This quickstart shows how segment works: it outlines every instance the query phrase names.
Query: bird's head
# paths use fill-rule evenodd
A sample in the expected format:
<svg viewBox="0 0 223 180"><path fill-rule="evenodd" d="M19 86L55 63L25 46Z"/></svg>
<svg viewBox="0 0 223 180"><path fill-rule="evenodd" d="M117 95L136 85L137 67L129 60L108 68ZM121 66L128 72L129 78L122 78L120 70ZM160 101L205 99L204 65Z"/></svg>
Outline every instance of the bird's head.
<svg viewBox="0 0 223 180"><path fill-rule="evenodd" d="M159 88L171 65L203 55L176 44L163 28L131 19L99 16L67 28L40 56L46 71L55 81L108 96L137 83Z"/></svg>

---*---

WHAT YOU ARE ASKED TO DO:
Output every entry above verbatim, line for line, with nothing changed.

EXPECTED ANSWER:
This quickstart shows how segment works: it outlines every instance the query phrase names.
Query: bird's head
# paths use fill-rule evenodd
A sample in the expected format:
<svg viewBox="0 0 223 180"><path fill-rule="evenodd" d="M19 86L55 63L25 46Z"/></svg>
<svg viewBox="0 0 223 180"><path fill-rule="evenodd" d="M117 95L136 85L137 67L129 60L108 68ZM121 66L128 72L129 78L122 78L120 70ZM160 101L205 99L204 65Z"/></svg>
Outline every instance of the bird's head.
<svg viewBox="0 0 223 180"><path fill-rule="evenodd" d="M159 88L171 65L203 55L176 44L163 28L131 19L99 16L67 28L40 56L46 71L55 81L108 96L137 83Z"/></svg>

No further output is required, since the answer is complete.